◆ Source information:
——————————
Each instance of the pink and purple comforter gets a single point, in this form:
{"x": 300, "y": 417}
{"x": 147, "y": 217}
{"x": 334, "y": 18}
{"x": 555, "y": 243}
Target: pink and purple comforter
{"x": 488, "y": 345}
——————————
◆ Problem details: The answer must be the full listing, copied exactly.

◆ Task result:
Each instance of the pink and purple comforter gets a single point, in this form:
{"x": 300, "y": 417}
{"x": 147, "y": 217}
{"x": 334, "y": 18}
{"x": 555, "y": 243}
Target: pink and purple comforter
{"x": 488, "y": 345}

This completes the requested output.